━━ Records for processing ━━

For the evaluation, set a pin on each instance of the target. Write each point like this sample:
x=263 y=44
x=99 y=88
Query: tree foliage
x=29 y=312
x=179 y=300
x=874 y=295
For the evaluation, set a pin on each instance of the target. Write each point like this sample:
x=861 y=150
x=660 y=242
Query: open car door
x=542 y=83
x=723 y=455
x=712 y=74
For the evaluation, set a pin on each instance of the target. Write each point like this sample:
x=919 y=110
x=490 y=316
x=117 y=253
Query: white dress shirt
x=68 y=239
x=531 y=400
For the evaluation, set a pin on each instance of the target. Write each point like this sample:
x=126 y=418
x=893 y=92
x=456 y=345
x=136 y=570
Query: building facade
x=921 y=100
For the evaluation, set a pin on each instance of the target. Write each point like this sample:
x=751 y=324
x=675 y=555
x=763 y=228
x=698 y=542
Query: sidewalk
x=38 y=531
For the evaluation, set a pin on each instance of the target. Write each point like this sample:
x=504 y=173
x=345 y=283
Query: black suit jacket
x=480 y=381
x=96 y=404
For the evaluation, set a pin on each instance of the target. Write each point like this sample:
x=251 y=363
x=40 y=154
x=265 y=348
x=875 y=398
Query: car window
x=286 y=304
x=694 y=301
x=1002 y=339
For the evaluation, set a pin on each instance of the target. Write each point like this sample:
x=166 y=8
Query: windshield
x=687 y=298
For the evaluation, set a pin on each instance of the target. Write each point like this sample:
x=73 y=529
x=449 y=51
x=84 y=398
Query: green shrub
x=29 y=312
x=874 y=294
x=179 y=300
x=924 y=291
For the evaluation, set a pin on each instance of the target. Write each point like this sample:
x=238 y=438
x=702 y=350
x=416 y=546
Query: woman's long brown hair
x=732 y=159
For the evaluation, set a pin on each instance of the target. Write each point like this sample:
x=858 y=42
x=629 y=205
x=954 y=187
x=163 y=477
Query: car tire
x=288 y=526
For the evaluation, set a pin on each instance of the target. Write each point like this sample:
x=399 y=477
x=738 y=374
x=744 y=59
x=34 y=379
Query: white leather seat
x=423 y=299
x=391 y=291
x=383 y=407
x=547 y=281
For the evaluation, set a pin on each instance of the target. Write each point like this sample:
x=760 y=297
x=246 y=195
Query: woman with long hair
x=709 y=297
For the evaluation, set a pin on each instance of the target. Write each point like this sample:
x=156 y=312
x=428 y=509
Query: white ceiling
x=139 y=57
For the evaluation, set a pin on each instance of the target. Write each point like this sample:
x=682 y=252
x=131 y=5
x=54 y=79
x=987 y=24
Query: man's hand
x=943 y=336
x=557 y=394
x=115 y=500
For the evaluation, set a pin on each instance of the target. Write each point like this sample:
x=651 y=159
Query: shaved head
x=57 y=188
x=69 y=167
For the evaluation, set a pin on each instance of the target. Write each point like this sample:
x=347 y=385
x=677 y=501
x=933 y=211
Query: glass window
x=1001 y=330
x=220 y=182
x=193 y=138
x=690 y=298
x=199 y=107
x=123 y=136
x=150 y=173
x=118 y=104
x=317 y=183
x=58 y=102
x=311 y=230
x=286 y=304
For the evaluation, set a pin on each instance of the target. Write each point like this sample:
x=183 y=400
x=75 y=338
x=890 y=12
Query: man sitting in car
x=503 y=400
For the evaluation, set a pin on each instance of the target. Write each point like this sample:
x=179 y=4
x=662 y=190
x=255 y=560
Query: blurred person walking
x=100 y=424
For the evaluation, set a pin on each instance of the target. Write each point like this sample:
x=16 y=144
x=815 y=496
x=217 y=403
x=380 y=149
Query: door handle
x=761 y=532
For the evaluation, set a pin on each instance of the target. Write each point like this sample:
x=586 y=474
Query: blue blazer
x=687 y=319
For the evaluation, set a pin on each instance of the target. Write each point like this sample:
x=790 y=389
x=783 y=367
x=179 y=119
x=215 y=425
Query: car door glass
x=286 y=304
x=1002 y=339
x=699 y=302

━━━

* _Work to do_
Reproduce all of the items above word for word, without changing, adding, or leaving out anything.

* _Solution to the exercise_
For the evaluation, set a pin on each instance of the target. Write each point like this sample:
x=263 y=44
x=99 y=88
Query: tree foliage
x=29 y=312
x=179 y=300
x=874 y=295
For the evaluation, set a pin on each instance of the target. Write each point like this sample:
x=861 y=150
x=660 y=242
Query: open car door
x=542 y=83
x=723 y=455
x=712 y=74
For the evaluation, set a pin on each instance of the target. Write each point like this sample:
x=919 y=110
x=490 y=316
x=117 y=253
Query: white dress shirt
x=68 y=239
x=531 y=400
For the evaluation, set a pin on each instance of the target. Write each point like this sample:
x=126 y=418
x=893 y=92
x=456 y=345
x=136 y=570
Query: building facade
x=921 y=100
For the evaluation, set a pin on each instance of the target. Write each point like this sample:
x=751 y=324
x=675 y=555
x=763 y=228
x=698 y=542
Query: sidewalk
x=38 y=531
For the evaluation, set a pin on each instance of the target. Write each point like this sample:
x=504 y=173
x=345 y=283
Query: black suit jacket
x=480 y=381
x=96 y=404
For the evaluation, set a pin on each instance of the target. Write each point like this sample:
x=251 y=363
x=40 y=154
x=265 y=348
x=875 y=398
Query: car window
x=286 y=304
x=694 y=301
x=1002 y=339
For the evaluation, set a pin on each instance of the target. Write each point like this sample:
x=166 y=8
Query: windshield
x=687 y=298
For the evaluation, set a pin on each instance of the target. Write each point like this sample:
x=73 y=529
x=449 y=51
x=84 y=398
Query: green shrub
x=29 y=312
x=874 y=294
x=179 y=300
x=924 y=291
For the evaluation, set a pin on each instance of the target. Write each point like this sample:
x=238 y=438
x=702 y=350
x=416 y=546
Query: woman's long brown hair
x=732 y=159
For the evaluation, set a pin on each instance of the target. Write each point like this sample:
x=858 y=42
x=629 y=205
x=954 y=187
x=163 y=477
Query: car tire
x=288 y=526
For the evaluation, set a pin on each instance of the target. Write each point like this sample:
x=399 y=477
x=738 y=374
x=744 y=59
x=34 y=379
Query: white leather seat
x=423 y=299
x=391 y=291
x=383 y=407
x=547 y=281
For the evaluation, set a pin on each instance of the target. Write each point like this sample:
x=760 y=297
x=246 y=195
Query: woman with long hair
x=709 y=297
For the evaluation, set a pin on each instance of the target. Write each point like this sample:
x=156 y=312
x=428 y=509
Query: white ceiling
x=139 y=57
For the evaluation, set a pin on each instance of the target. Write each point like this sample:
x=682 y=252
x=131 y=5
x=54 y=79
x=987 y=24
Query: man's hand
x=943 y=336
x=557 y=394
x=115 y=500
For the evaluation, set a pin on each instance of the target. Write each point like this sample:
x=651 y=159
Query: shaved head
x=57 y=188
x=69 y=167
For the evaluation, set a pin on each instance of the target. Write each point like this sample:
x=347 y=385
x=677 y=501
x=933 y=211
Query: glass window
x=1001 y=330
x=220 y=182
x=193 y=138
x=690 y=298
x=199 y=107
x=123 y=136
x=150 y=173
x=118 y=104
x=317 y=183
x=58 y=102
x=311 y=230
x=286 y=304
For the evaluation, set a pin on each instance of the target. Write each point like this sample:
x=183 y=400
x=75 y=338
x=890 y=12
Query: man sitting in car
x=503 y=400
For the evaluation, set a pin on each instance of the target. Write each point like this sample:
x=179 y=4
x=662 y=190
x=255 y=560
Query: blurred person walking
x=100 y=424
For the evaluation, set a pin on each instance of the target. Write each point like this sample:
x=16 y=144
x=815 y=496
x=217 y=403
x=380 y=149
Query: door handle
x=761 y=532
For the evaluation, set a pin on each instance of the target. Write each point like this sample:
x=586 y=474
Query: blue blazer
x=687 y=319
For the evaluation, set a pin on each instance of the target. Write each point like this sample:
x=790 y=389
x=783 y=367
x=179 y=119
x=215 y=425
Query: car door glass
x=286 y=304
x=1002 y=339
x=699 y=302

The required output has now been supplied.